• [TASK] Please reproduce the rows starting at the one containing "Can you see the dog's face" and ending at the last row, requests included. Scale every x and y coordinate in the answers by 0.2 and round each result to a whole number, with halves rounded up.

• [EXERCISE INPUT]
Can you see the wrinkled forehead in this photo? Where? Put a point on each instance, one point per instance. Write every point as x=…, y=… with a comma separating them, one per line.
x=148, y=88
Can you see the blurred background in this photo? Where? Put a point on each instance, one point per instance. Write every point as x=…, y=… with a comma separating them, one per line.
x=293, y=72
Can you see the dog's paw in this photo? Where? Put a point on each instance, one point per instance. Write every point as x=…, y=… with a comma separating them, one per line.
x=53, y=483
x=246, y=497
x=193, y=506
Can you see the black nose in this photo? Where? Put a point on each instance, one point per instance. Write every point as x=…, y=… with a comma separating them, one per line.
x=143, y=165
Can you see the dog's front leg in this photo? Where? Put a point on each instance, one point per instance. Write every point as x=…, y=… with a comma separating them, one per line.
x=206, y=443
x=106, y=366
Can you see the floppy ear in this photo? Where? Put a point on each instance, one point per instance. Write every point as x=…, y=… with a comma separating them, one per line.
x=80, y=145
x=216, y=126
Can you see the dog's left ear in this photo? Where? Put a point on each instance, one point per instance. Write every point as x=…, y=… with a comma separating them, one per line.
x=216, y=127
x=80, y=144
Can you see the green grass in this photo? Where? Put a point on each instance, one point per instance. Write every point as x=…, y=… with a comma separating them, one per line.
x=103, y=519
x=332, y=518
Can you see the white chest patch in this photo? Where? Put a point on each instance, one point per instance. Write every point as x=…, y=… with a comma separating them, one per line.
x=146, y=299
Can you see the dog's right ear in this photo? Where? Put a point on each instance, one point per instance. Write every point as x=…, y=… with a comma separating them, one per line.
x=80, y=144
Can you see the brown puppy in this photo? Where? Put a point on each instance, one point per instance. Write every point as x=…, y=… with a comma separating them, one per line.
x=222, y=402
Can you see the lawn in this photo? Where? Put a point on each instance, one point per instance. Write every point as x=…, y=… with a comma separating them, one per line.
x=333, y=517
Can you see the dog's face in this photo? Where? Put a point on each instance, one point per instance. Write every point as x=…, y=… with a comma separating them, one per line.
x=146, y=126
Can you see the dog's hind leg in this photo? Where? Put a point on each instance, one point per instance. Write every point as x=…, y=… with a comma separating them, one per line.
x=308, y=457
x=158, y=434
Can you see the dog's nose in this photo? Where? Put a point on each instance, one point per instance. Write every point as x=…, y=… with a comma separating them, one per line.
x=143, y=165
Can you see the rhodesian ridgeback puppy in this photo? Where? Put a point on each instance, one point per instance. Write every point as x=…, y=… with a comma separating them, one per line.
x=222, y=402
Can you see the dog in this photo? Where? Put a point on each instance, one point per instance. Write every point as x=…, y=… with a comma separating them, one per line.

• [ANSWER FOR THIS EXERCISE]
Can you see the dog's face in this photo? Where? Put a point on each instance, one point per instance. Write every point as x=…, y=… with a comma separating them, one per line.
x=29, y=25
Can you see the dog's hind leg in this photo? Where? Put a point on each instance, one point per instance. Write every point as x=…, y=… with a comma separating them, one per line.
x=62, y=91
x=32, y=87
Can you see the dog's nose in this photo? Where? Put a point on each instance, one point per instance. Write every point as x=…, y=… with a comma separating them, one per line.
x=29, y=33
Can you see the rhodesian ridgeback puppy in this photo? Where? Put a point on each instance, one point per instance. Write every point as x=…, y=… with a comma separating them, one per line.
x=44, y=80
Can you see the dog in this photo? Where? Put a point on each instance, one point per instance. Write every point as x=…, y=… with a comma separating them, one per line.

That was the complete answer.